§ **Task details**
Write out word for word the lines of the items below, from the line with "the fishing line" up to and including the line with "[[181, 105]]", and nothing else.

§ **Supplied records**
begin
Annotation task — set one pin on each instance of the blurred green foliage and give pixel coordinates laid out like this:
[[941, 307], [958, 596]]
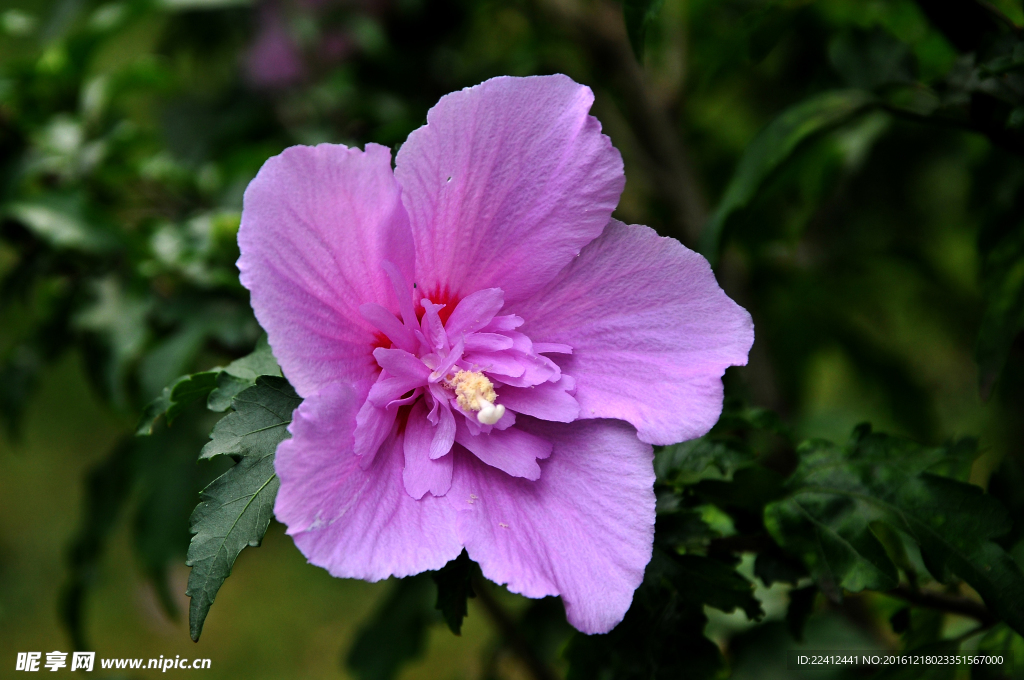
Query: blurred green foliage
[[853, 168]]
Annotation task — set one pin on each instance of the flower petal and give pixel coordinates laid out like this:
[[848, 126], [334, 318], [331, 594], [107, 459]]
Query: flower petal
[[583, 530], [510, 451], [505, 183], [650, 330], [547, 400], [316, 223], [422, 472], [355, 523], [474, 311]]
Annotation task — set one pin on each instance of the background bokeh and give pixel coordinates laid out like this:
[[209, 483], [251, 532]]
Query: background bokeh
[[876, 238]]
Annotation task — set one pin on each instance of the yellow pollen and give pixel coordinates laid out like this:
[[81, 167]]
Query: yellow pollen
[[475, 392]]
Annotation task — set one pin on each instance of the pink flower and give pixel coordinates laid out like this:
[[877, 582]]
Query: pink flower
[[485, 355]]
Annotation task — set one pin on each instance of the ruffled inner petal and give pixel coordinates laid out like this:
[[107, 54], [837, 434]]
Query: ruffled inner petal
[[424, 473]]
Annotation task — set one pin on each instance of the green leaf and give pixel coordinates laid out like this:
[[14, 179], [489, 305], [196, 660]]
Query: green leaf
[[708, 581], [1003, 313], [690, 462], [1000, 641], [800, 609], [832, 536], [660, 638], [454, 588], [397, 632], [773, 146], [58, 220], [236, 510], [108, 486], [258, 424], [838, 493], [175, 398], [639, 14]]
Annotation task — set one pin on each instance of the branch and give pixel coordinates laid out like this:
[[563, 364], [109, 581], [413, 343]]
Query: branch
[[538, 669]]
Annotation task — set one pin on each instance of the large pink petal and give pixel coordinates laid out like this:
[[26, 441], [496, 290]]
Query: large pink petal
[[583, 530], [547, 400], [355, 523], [422, 472], [505, 183], [316, 224], [650, 330]]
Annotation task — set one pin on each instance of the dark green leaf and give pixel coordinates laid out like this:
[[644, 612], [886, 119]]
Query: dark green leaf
[[710, 582], [1003, 314], [773, 565], [773, 145], [218, 387], [454, 588], [396, 633], [639, 14], [801, 606], [660, 638], [688, 462], [236, 510], [1000, 641]]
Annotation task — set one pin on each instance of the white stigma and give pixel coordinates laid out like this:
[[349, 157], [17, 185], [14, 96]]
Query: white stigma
[[475, 392]]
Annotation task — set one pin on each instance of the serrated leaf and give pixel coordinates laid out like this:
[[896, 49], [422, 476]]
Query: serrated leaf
[[1003, 313], [236, 509], [801, 606], [838, 493], [689, 462], [660, 638], [218, 387], [773, 146], [716, 584], [1000, 641], [258, 424], [58, 220], [454, 588], [395, 634], [227, 388], [639, 14]]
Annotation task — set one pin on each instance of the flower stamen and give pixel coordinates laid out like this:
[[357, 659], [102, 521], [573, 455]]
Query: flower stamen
[[475, 392]]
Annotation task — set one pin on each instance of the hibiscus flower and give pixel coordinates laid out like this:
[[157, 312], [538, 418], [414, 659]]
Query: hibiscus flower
[[485, 355]]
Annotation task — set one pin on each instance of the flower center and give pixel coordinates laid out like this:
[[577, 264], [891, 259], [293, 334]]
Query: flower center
[[475, 392]]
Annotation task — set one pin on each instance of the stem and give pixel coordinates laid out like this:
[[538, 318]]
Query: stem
[[944, 602], [538, 669]]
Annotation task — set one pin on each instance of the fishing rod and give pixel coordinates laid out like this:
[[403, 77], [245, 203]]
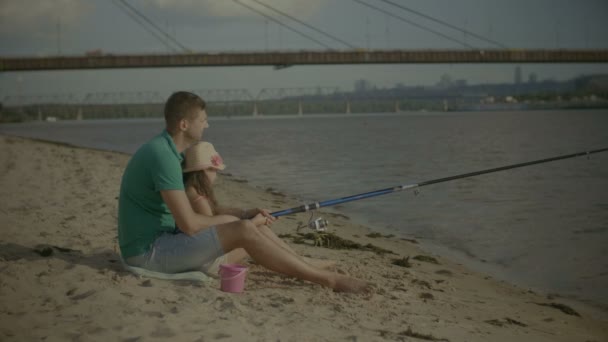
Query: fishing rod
[[317, 205]]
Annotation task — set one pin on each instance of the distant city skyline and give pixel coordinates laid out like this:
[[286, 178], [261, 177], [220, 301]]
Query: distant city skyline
[[74, 27]]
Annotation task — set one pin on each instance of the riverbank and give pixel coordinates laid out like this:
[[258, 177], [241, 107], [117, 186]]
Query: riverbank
[[60, 275]]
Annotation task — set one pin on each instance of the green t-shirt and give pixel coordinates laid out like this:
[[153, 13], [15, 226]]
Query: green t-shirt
[[142, 213]]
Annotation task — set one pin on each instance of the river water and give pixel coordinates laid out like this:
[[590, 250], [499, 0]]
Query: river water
[[542, 227]]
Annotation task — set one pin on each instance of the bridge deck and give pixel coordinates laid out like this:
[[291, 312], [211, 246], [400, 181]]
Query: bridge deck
[[284, 59]]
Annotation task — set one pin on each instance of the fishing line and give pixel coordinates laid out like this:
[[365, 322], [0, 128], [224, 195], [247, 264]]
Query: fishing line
[[317, 205]]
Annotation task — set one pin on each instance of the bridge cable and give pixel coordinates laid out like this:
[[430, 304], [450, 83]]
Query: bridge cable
[[168, 36], [487, 40], [283, 24], [416, 24], [143, 25], [305, 24]]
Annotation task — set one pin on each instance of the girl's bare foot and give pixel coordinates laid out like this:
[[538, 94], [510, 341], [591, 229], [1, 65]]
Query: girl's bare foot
[[319, 263], [351, 285]]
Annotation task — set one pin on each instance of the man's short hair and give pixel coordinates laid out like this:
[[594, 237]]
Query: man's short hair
[[181, 105]]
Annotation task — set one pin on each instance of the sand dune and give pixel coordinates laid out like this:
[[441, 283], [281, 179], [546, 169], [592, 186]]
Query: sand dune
[[61, 278]]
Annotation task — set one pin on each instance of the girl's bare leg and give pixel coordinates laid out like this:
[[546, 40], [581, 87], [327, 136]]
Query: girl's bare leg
[[239, 255], [266, 252]]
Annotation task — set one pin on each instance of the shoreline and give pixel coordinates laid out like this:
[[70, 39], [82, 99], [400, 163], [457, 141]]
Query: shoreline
[[64, 197]]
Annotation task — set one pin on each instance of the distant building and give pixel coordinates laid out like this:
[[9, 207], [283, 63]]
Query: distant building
[[518, 75]]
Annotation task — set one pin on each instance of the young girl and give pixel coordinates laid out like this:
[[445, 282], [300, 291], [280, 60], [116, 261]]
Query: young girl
[[200, 172]]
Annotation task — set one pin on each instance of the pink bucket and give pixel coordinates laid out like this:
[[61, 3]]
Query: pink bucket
[[232, 277]]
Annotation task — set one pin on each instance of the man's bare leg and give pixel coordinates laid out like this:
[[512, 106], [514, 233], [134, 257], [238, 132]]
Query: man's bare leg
[[243, 234]]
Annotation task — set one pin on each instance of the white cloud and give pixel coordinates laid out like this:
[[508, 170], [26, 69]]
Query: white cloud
[[19, 15], [230, 8]]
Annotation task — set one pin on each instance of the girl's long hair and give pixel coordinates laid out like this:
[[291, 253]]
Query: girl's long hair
[[202, 185]]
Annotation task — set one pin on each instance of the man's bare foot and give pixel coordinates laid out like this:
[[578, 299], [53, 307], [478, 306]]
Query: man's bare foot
[[351, 285], [320, 263]]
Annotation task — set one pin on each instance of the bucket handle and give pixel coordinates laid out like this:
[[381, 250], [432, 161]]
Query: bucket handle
[[236, 275]]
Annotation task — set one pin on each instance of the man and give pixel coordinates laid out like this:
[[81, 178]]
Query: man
[[158, 229]]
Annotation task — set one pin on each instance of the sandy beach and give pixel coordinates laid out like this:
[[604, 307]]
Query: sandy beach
[[61, 278]]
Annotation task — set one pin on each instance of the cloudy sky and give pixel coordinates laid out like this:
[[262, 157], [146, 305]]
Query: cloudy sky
[[73, 27]]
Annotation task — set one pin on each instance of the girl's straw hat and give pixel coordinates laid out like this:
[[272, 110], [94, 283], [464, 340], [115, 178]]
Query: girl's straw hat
[[202, 156]]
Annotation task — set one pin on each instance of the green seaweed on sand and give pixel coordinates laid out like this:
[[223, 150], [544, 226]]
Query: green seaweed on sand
[[403, 262], [373, 235], [426, 259], [562, 307], [410, 333], [507, 320], [377, 235], [333, 241]]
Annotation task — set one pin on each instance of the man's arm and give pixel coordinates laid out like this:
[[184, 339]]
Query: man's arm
[[186, 219]]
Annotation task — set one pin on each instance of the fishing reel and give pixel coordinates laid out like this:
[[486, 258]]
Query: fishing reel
[[319, 224]]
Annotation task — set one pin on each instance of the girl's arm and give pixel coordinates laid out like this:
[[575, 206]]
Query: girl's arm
[[200, 205], [248, 214]]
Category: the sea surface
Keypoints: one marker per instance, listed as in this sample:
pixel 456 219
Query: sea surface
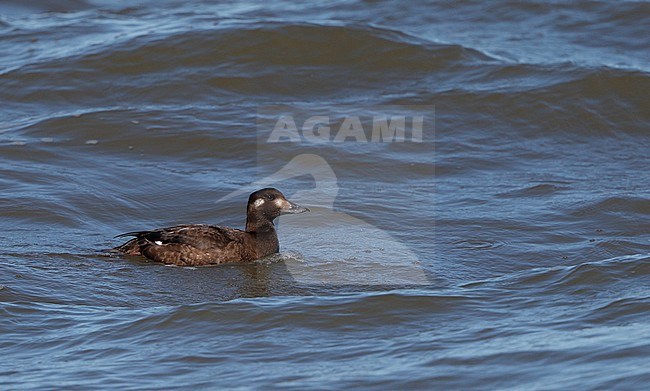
pixel 504 244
end
§ **Result below**
Annotation task — set one pin on each instance of the fishing line and give pixel coordinates laid out like this:
[[365, 322], [0, 128], [224, 195], [247, 264]]
Query: fishing line
[[317, 205]]
Annotation task — set one pin on each instance of the bridge cable and give pixel coordinates laid out like this:
[[430, 304], [450, 83]]
Query: bridge cable
[[168, 36], [487, 40], [283, 24], [416, 24], [143, 25], [305, 24]]
Annotation task — set one pin on each instance of the girl's bare foot and give pixel coordinates laid out like this:
[[538, 94], [510, 341], [591, 229], [1, 65]]
Query: girl's bare foot
[[319, 263], [351, 285]]
Annotation task — set one pin on each instance of the man's short hair and give pixel coordinates laid out like this:
[[594, 237]]
Query: man's short hair
[[181, 105]]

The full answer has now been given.